### TEXTE FOURNI

Synopsis : Du Cavern Club de Liverpool à leur dernier concert américain au Candlestick Park de San Francisco, le documentaire retrace les premières années de la carrière des Beatles de 1962 à 1966, marquées par les tournées incessantes à travers le monde. Des centaines de dates, des milliers de fans, des heures de concerts ont permis aux Beatles d’entrer dans la légende, mais aussi d’apprendre à se connaître, à se chercher, à se renouveler et à écrire ensemble toujours plus de chansons mythiques.
♥♥♥♥♥
Après avoir distribué en mai dernier, dans le cadre de séances uniques, le surprenant documentaire Cobain : Montage of Heck, retraçant la vie du leader de Nirvana, Kurt Cobain, Pathé Live renouvelle la formule avec celui de Ron Howard sur les Beatles. Réaliser en 2016 un film sur l’un des plus grands groupes du XXe siècle, c’est prendre le risque de livrer une énième resucée sur le sujet. Documentaires, livres, disques, produits dérivés… la carrière des quatre garçons de Liverpool n’a jamais cessé de passionner les foules et les fans depuis plus de 50 ans. Mentionner successivement les prénoms John, Paul, George et Ringo suffit amplement pour identifier le groupe venu du nord de l’Angleterre. La déclaration anodine de John Lennon s’est avérée être prophétique, les Beatles sont devenus avec le temps plus populaires (du moins autant) que Jésus, connus, reconnus et appréciés des grands-parents comme des petits-enfants. Si la tagline sur l’affiche française indique habilement « Vous connaissez le groupe. Pas leur histoire. », on est donc en droit de se demander si The Beatles – Eight Days A Week va effectivement apporter sa précieuse pierre à l’édifice du groupe légendaire. Et la réponse est sans conteste un grand oui. La promesse de l’accroche quelque peu racoleuse est finalement entièrement tenue. Initialement lancé il y a quelques années, puis manifestement oublié, le projet est exhumé au début de la décennie 2010 par Jeff Jones, directeur de Apple Corps Ltd., compagnie fondée en 1968 par les Beatles. Dans sa démarche, il est aidé par Nigel Sinclair, producteur des documentaires musicaux réalisés par Martin Scorsese, No Direction Home, sur le début de carrière de Bob Dylan, et George Harrison : Living in the Material World, sur celle du guitariste des Beatles. Sinclair travaillait à ce moment-là avec Ron Howard sur Rush (critique). En 2012, ce dernier accepte donc de réaliser le projet, se lançant alors dans sa seconde expérience documentaire, après avoir filmé cette même année la première édition du festival Made in America, créé par le rappeur Jay-Z.
.
.

### LISTE DES CONSIGNES
(a) Reproduisez le passage de la critique du documentaire sur les Beatles allant de « Synopsis : Du » jusqu'à « de chansons mythiques. », en y substituant « morceaux » à « chansons ».
(b) Répondez aux questions suivantes d'après la critique du documentaire sur les Beatles :
(i) Quelle période de la carrière des Beatles le documentaire retrace-t-il ?
(ii) Dans quel lieu s'est tenu le dernier concert américain du groupe ?
(iii) Qui a exhumé le projet au début de la décennie 2010 ?
(c) Prolongez la critique du documentaire sur les Beatles à partir de l'endroit où elle s'arrête.

### EXTRAIT DES DONNÉES
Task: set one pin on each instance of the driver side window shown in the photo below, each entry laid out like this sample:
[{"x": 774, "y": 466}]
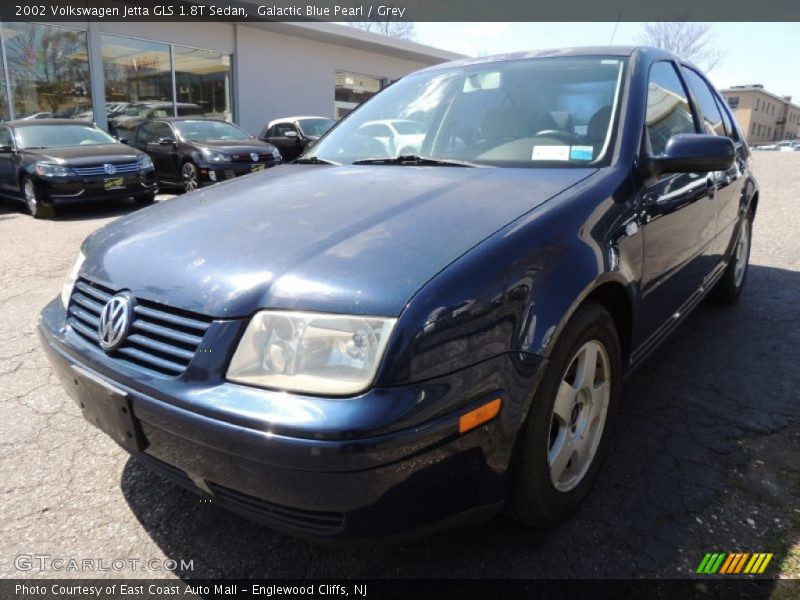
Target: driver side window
[{"x": 668, "y": 110}]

### RÉSULTATS DE L'EXERCICE
(a)
Synopsis : Du Cavern Club de Liverpool à leur dernier concert américain au Candlestick Park de San Francisco, le documentaire retrace les premières années de la carrière des Beatles de 1962 à 1966, marquées par les tournées incessantes à travers le monde. Des centaines de dates, des milliers de fans, des heures de concerts ont permis aux Beatles d’entrer dans la légende, mais aussi d’apprendre à se connaître, à se chercher, à se renouveler et à écrire ensemble toujours plus de morceaux mythiques.

(b)
(i) Les années 1962 à 1966.
(ii) Au Candlestick Park de San Francisco.
(iii) Jeff Jones, directeur de Apple Corps Ltd.

(c)
Cependant, un projet appuyé par la société mère, un producteur branché par le monde de la musique et un réalisateur de renom ne suffisent pas à faire un bon documentaire. Il faut également des contenus inédits pour prétendre à un produit de qualité qui ne donne pas l’impression de radoter. Pour cela, la société Apple Corps Ltd., avec l’accord des Beatles encore vivants et des veuves Lennon et Harrison, a mis à disposition plusieurs bandes d’enregistrements audio du studio Abbey Road, jusque-là gardées secrètement, et a retrouvé des bobines de films de concerts conservées religieusement par des fans de la première heure. Des concerts non filmés refont alors surface, et associées à des photographies parfois animées, des sessions d’enregistrements prennent enfin vie. Les expérimentations, les essais, les fausses notes et les discussions captés par les enregistrements sonores en loge de concert ou en studio permettent d’entrer dans l’intimité du groupe. Une petite moquerie lancée par Ringo à l’encontre de Paul et de George, silencieux, qui accorde sa guitare pendant que John recadre gentiment les troupes, le tout entrecoupé de bruits d’expirations soutenus qui laissent imaginer les volutes de fumées et le brouillard épais présent dans la pièce. Les spectateurs ont l’impression d’être en prise directe avec le groupe. Un bonus diffusé à la fin du documentaire leur permet en outre de revivre 30 minutes du célèbre concert au Shea Stadium de New-York en 1965, spécialement remonté et remasterisé pour l’occasion. Avec des images léchées et la diffusion de plus de la moitié d’un concert mythique, Howard réussit l’essentiel en rendant les légendes accessibles à leurs fans.
.
.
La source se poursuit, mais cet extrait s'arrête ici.